YOUR TASK → Please copy the lines below word for word, leaving out the pictures.

◇ ◇ ◇

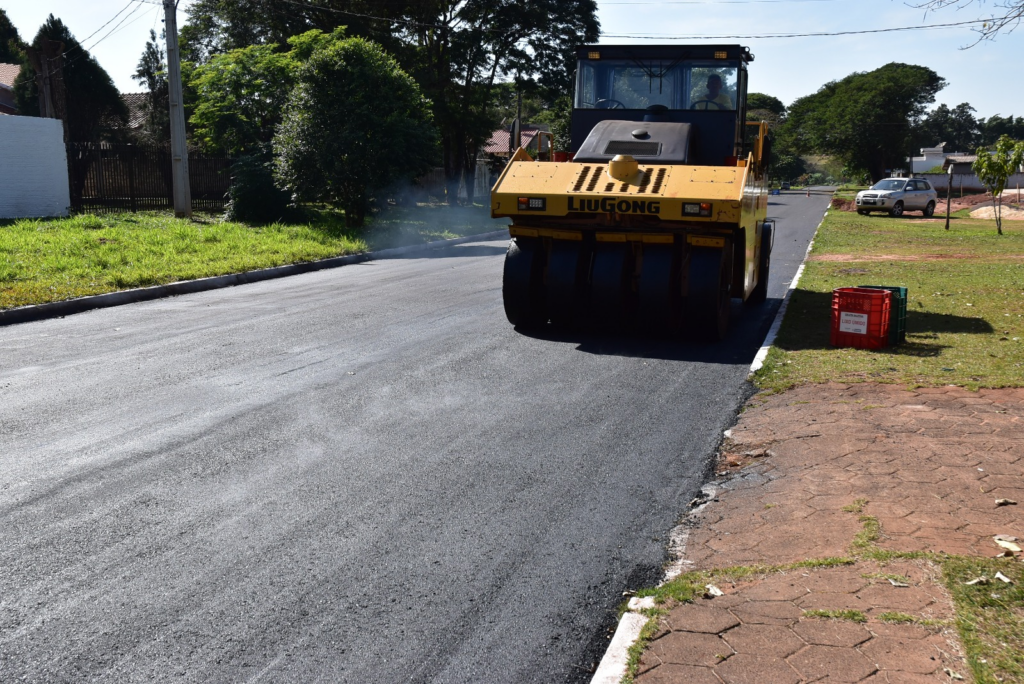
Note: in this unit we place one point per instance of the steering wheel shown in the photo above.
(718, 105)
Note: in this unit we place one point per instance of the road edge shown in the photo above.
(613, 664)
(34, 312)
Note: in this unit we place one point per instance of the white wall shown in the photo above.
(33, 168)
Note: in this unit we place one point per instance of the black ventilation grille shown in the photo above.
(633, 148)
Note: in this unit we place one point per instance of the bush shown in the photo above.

◇ ◇ ◇

SOLUTION FOR THIS TASK →
Note: in this unit we place one point per instance of the steering wheel shown in the photo above.
(718, 105)
Note: in this unit we place one point per instance of the road edge shown in the photo above.
(613, 664)
(34, 312)
Note: in this unit we place one point per instance of the white wall shown in the photo above.
(33, 168)
Note: in this unit we place one point per instance of the black ventilation grille shown in the photo above.
(633, 148)
Note: in this unit we place one point per instance of the bush shown in the photo above.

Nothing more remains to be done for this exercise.